____ Raw data
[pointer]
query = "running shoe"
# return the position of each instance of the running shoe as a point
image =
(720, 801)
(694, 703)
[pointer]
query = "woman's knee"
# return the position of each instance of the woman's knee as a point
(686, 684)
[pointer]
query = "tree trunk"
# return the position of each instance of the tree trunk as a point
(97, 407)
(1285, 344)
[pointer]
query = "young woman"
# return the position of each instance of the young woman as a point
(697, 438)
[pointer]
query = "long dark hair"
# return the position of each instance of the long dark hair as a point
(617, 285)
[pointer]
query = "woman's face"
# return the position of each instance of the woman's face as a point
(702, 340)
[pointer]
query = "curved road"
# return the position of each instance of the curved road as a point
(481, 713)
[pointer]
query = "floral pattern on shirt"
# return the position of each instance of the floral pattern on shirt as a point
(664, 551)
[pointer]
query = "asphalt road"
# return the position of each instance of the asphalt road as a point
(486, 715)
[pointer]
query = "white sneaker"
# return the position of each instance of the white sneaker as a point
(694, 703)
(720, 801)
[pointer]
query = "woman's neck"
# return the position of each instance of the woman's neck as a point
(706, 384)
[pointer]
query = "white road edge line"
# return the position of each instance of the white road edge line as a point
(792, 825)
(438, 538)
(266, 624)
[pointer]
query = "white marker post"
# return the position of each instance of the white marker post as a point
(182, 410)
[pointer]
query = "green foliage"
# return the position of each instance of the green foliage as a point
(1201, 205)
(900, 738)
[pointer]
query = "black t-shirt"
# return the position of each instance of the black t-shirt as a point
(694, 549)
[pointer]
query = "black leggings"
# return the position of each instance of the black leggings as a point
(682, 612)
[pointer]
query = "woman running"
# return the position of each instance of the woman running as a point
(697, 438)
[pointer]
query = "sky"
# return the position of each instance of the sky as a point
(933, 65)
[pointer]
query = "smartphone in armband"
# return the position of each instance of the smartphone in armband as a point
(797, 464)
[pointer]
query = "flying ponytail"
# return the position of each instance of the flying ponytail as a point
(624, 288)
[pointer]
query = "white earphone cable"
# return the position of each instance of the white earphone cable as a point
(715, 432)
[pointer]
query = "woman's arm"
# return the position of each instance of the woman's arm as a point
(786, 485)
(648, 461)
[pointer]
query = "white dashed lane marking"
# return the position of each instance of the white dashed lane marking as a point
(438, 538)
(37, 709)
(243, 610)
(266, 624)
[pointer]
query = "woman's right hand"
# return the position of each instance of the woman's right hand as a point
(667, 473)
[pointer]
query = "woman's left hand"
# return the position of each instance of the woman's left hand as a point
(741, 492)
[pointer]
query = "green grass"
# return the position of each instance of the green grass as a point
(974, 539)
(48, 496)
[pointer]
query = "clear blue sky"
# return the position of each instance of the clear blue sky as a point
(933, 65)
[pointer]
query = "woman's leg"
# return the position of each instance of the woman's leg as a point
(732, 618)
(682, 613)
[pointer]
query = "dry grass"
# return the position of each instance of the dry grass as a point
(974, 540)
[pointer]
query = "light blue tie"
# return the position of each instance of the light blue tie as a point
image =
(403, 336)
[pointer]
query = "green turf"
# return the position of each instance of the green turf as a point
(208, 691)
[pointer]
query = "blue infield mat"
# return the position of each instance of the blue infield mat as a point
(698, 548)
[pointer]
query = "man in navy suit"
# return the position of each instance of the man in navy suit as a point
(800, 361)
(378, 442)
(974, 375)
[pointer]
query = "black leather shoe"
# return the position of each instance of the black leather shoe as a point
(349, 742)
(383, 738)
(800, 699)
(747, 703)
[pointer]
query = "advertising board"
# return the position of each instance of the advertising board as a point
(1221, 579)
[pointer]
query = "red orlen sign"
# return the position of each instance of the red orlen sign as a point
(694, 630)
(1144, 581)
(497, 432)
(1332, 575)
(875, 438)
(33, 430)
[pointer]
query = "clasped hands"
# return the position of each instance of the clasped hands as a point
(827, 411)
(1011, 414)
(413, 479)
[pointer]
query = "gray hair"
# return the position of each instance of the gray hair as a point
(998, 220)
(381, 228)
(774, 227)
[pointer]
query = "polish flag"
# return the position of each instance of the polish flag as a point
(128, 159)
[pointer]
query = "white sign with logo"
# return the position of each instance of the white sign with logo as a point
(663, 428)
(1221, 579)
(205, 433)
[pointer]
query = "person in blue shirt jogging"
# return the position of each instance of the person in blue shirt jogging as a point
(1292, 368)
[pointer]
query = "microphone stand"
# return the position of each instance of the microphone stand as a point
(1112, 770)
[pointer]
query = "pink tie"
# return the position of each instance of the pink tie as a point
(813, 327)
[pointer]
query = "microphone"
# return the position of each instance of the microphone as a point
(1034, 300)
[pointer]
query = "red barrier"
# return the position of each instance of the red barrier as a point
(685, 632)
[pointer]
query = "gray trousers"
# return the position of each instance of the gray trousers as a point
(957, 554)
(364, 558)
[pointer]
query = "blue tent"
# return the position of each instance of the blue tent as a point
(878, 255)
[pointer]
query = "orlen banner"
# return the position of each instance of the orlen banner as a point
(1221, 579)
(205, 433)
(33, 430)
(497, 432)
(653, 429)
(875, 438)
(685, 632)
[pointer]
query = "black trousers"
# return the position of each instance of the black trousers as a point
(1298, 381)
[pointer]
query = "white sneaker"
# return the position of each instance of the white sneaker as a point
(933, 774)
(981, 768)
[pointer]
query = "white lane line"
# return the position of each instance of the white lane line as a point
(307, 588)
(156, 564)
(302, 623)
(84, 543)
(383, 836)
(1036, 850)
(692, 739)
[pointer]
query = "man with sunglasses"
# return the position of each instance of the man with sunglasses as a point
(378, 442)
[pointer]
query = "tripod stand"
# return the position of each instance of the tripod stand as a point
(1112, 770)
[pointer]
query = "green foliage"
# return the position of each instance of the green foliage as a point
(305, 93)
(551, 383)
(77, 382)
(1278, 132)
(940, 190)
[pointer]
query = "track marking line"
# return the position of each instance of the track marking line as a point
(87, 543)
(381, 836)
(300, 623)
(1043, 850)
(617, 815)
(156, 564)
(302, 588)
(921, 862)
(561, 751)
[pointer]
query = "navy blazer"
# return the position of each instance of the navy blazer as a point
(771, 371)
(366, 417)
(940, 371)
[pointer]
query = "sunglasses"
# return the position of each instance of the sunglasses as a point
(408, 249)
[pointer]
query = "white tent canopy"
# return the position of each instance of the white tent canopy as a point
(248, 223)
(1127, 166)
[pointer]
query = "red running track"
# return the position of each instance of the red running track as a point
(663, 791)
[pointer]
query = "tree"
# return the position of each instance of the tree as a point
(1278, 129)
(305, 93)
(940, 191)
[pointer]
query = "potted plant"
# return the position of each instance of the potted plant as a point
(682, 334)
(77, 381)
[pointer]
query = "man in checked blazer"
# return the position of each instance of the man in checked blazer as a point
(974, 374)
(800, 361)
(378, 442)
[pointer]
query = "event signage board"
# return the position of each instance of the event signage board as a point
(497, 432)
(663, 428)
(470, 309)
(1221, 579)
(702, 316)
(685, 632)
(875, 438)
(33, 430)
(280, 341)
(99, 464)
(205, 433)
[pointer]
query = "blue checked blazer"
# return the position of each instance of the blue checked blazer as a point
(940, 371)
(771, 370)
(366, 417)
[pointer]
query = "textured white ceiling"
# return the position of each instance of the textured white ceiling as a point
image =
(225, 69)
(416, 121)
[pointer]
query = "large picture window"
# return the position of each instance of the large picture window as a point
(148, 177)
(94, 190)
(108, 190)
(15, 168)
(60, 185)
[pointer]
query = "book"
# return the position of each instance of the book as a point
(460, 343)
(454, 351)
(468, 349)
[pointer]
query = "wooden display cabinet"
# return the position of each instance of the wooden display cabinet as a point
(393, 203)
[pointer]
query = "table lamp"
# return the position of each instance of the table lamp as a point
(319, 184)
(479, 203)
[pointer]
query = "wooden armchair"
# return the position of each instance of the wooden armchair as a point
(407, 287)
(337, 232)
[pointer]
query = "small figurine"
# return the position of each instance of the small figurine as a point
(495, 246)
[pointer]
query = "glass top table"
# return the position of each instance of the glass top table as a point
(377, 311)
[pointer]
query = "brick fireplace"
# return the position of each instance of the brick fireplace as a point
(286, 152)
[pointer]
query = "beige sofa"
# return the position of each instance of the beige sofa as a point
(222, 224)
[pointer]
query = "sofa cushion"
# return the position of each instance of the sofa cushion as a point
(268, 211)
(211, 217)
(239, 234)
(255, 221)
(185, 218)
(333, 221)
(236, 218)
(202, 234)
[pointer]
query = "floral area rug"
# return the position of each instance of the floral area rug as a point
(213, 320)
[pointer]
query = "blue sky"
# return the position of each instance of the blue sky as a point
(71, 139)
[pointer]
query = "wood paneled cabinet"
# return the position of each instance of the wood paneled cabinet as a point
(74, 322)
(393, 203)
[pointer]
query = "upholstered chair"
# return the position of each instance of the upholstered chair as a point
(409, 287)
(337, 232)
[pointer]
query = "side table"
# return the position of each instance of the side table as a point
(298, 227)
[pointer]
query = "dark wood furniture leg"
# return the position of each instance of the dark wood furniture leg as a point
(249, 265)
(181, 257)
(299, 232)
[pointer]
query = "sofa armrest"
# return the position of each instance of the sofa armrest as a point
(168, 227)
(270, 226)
________
Pick out every line in the listing above that contains the string "orlen".

(Full output):
query = "red orlen sign"
# return the position of each instance of the red orlen sign as a point
query = "orlen banner"
# return the position of each instance of the orlen banner as a point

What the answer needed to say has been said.